## EXERCISE DIRECTIONS
Can you rewrite the stretch of the listing from the line containing "Practice step: point at the silver" through the end of the listing, with "golden brown topping" swapped for "crispy cheese topping" and everything else left as is?

## SUPPLIED RECORDS
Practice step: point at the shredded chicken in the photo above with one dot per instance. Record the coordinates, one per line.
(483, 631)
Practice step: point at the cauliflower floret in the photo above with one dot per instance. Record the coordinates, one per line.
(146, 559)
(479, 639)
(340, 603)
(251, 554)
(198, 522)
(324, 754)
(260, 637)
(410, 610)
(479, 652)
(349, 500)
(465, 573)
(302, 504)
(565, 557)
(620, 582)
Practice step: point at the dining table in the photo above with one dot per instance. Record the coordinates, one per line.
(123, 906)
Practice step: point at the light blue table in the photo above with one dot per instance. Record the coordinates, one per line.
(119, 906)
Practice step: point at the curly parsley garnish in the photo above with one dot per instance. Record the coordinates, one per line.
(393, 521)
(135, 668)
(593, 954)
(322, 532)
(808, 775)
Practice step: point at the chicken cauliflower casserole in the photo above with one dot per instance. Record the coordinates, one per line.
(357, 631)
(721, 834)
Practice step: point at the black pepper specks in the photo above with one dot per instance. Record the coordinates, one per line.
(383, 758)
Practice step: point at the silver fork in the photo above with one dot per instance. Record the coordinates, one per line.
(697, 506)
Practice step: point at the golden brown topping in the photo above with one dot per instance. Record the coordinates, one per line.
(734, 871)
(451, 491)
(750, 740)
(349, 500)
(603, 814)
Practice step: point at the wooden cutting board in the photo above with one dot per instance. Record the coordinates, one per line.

## CORRECT ANSWER
Practice step: point at the silver fork in the photo above with one dot per instance. Record the coordinates, one per line.
(697, 506)
Practice step: point at the crispy cheese topping in the photo above with one dot per instance. Record the coordinates, one per line.
(734, 871)
(451, 491)
(750, 740)
(349, 500)
(603, 814)
Practice step: point at the wooden cutting board in the photo above with one dot per instance. Record the coordinates, one per line.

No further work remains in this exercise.